§ Excerpt provided
____________________

Why does China still have this belief that males are better than females? Granted, I think that belief also still exists to an extent in the U.S., but we don't go around killing babies for the sole reason that they happen to be female. Shame on the Chinese government for not changing this sterotype. They certainly could since they control all the media in the country! How different would China be if every baby who happens to be female was allowed to be born resulting in a more normal sex ratio? Just curious. Sad we'll never know.

Tuesday, December 05, 2006

The Greatest Generation

Hmm, what's wrong with this picture?

Well, it represents the increasing laziness of Americans. Yes, that's right, I can tell that from this one picture. Don't even try to argue with me. Do you really think a construction guy painting lines 50 years ago would have allowed this? Heck no! It wouldn't even have occurred to him to do a crappy job. That was the era of "If you're going to do something, do it right." Anyone's parents' ever tell them that?

____________________

§ Information supplied
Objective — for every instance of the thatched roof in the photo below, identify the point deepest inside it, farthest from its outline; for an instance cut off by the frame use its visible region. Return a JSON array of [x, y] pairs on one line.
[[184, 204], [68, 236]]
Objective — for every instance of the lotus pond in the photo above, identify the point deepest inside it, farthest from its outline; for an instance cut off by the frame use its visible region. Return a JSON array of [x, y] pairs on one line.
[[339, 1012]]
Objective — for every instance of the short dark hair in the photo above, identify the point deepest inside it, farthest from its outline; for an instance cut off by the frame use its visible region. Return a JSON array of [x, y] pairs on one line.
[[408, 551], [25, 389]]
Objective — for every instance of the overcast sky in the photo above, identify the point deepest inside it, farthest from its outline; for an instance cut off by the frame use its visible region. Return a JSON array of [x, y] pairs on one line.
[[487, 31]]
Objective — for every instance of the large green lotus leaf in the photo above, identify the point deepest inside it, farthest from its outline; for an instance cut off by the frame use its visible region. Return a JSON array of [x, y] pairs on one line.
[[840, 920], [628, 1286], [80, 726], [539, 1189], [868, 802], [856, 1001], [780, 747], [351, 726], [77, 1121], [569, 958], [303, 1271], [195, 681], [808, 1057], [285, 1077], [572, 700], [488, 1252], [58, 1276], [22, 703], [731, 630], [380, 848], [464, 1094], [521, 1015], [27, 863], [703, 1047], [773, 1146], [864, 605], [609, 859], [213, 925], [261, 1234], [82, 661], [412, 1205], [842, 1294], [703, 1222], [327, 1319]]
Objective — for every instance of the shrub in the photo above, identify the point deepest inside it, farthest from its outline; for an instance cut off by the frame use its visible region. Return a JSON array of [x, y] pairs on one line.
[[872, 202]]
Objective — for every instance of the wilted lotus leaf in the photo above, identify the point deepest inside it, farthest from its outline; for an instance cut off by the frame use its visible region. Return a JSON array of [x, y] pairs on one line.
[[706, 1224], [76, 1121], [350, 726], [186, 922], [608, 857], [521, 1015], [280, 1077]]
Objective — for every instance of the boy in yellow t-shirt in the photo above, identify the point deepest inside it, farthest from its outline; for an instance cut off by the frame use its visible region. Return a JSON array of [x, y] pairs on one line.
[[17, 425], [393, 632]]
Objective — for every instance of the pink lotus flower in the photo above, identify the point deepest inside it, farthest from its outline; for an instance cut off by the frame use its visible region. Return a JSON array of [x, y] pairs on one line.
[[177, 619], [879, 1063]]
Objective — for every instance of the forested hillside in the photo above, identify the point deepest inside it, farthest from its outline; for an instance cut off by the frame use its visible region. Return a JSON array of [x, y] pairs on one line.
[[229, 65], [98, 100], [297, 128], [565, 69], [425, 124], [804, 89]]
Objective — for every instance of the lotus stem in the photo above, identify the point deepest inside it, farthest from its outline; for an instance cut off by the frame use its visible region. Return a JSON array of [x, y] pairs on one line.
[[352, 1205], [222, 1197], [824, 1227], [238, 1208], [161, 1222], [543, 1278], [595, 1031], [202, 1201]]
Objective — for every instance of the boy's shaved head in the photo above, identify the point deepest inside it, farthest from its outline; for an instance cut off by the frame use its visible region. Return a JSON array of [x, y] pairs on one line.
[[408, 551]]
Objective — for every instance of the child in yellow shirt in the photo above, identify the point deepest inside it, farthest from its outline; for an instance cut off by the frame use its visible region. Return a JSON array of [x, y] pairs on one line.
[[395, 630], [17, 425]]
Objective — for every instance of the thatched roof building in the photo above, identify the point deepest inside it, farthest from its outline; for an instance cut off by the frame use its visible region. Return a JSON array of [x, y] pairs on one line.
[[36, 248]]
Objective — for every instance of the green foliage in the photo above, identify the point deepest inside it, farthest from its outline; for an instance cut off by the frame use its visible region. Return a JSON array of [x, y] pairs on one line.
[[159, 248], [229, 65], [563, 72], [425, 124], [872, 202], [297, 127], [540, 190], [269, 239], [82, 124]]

____________________

§ Activity 1
From the blog excerpt on China and American laziness, reproduce the passage that begins at the words "Tuesday, December 05, 2006" and stops after the words "tell them that?".
§ Activity 2
Extend the blog excerpt on China and American laziness, picking up right after its last sentence.
The records have no connection to the blog excerpt on China and American laziness.

§ Task output 1
Tuesday, December 05, 2006

The Greatest Generation

Hmm, what's wrong with this picture?

Well, it represents the increasing laziness of Americans. Yes, that's right, I can tell that from this one picture. Don't even try to argue with me. Do you really think a construction guy painting lines 50 years ago would have allowed this? Heck no! It wouldn't even have occurred to him to do a crappy job. That was the era of "If you're going to do something, do it right." Anyone's parents' ever tell them that?

§ Task output 2
Which brings me to one of my favorite books, The Greatest Generation by Tom Brokaw. If you haven't read it, I promise you it's well worth it. You'll cry, you'll laugh, you'll appreciate the strength of character that was so commonplace 50 years ago. After reading that book, I couldn't get out of my head the common refrain that so many men who served in WWII kept saying: "I was just doing my job." Over and over again, you will read that. Whether the guy almost died saving his fellow soldiers or whether he was asked how he felt about fighting a war; he was just doing what his country asked of him and he was PROUD to do it.

Frankly, it should be required reading for every teenager who thinks his or her life is just SO hard. The Greatest Generation teenagers had more responsibility at 18 than most of our country's teenagers will at 40 years old. Don't believe me? Read the book! It also makes a great gift this time of year...Dang, I wish someone was paying me for this.

Sunday, December 03, 2006

Say What?

This weeks Chit Chat for your reading entertainment:

  1. The Bingo Alibi. A man in PA actually blamed his wife's thrice weekly bingo habit as the reason why he repeated sexually assaulted two young girls. "I told her - she was going to bingo three, four times a week. I told her to cut down to once a week." Not surprisingly, the wife said she'd go play bingo everyday if it was available. Gee, you think she wanted to get away from her prize of a husband? Maybe she was hoping one of the bingo prizes would be a new husband.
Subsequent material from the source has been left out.